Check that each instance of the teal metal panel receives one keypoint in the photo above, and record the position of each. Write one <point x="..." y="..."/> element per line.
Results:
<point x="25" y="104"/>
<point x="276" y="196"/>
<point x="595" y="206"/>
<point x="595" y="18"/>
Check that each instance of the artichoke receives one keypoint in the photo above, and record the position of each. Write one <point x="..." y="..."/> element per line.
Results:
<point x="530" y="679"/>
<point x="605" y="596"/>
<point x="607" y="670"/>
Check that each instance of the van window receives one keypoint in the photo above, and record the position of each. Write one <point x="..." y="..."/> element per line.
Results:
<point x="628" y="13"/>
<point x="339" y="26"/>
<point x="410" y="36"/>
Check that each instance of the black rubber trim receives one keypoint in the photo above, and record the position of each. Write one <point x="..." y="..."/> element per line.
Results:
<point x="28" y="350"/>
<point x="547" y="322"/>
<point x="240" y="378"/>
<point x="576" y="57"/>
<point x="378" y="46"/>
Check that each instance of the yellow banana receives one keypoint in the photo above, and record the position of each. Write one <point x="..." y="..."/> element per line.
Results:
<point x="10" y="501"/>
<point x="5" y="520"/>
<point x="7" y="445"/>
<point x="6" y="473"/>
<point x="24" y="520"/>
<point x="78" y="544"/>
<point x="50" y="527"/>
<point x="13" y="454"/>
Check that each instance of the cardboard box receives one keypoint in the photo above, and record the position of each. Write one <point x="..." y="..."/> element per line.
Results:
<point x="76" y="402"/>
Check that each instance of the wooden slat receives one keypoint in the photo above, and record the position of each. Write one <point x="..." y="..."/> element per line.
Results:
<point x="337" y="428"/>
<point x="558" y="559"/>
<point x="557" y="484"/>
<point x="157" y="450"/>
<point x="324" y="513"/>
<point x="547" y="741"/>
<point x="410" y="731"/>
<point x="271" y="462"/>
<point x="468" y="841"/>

============================================================

◆ TASK INSTRUCTIONS ◆
Render the entries above as a two-column CSV with the header instruction,response and one row per entry. Put each entry's text in the instruction column and its answer in the response column, with each field quoted and any line breaks replaced by spaces.

◆ RESULT OF THIS TASK ◆
instruction,response
"Check that each instance of the teal metal panel receives one keypoint in the photo above, and record the position of each. Write one <point x=""..."" y=""...""/> element per line. Results:","<point x=""25"" y=""104""/> <point x=""276"" y=""196""/> <point x=""595"" y=""206""/> <point x=""595"" y=""18""/>"
"Check that each instance of the artichoke receives one keypoint in the photo above, and record the position of each. Write one <point x=""..."" y=""...""/> element per line. Results:","<point x=""530"" y=""679""/> <point x=""605"" y=""596""/> <point x=""607"" y=""670""/>"
"Check that each instance of the van window receives one keypoint in the photo above, and record the position of each. Write one <point x=""..."" y=""...""/> element per line. Results:","<point x=""628"" y=""13""/> <point x=""339"" y=""26""/> <point x=""410"" y=""36""/>"
"Check that each instance of the black rubber trim receives one keypoint in the photo above, and record the position of each. Write one <point x=""..."" y=""...""/> element per line. Results:","<point x=""28"" y=""350""/> <point x=""547"" y=""322""/> <point x=""240"" y=""378""/> <point x=""576"" y=""57""/> <point x=""378"" y=""46""/>"
"Check that each instance of the yellow banana receives one keypoint in the photo above, and record the position of each. Write one <point x=""..."" y=""...""/> element per line. Results:","<point x=""10"" y=""501""/> <point x=""5"" y=""520""/> <point x=""7"" y=""445""/> <point x=""6"" y=""473""/> <point x=""24"" y=""520""/> <point x=""78"" y=""544""/> <point x=""50"" y=""527""/> <point x=""13"" y=""454""/>"
"Check that each instance of the cardboard box receives one keypoint in the photo above, and record the position of each. Write one <point x=""..."" y=""...""/> element per line. Results:","<point x=""76"" y=""402""/>"
"Check that each instance of the wooden slat receives one keypoint in the photo above, and record the position of each. Write one <point x=""..."" y=""...""/> element per line. Results:","<point x=""337"" y=""428""/> <point x=""558"" y=""559""/> <point x=""557"" y=""484""/> <point x=""157"" y=""450""/> <point x=""324"" y=""513""/> <point x=""547"" y=""741""/> <point x=""410"" y=""731""/> <point x=""271"" y=""462""/> <point x=""468"" y=""841""/>"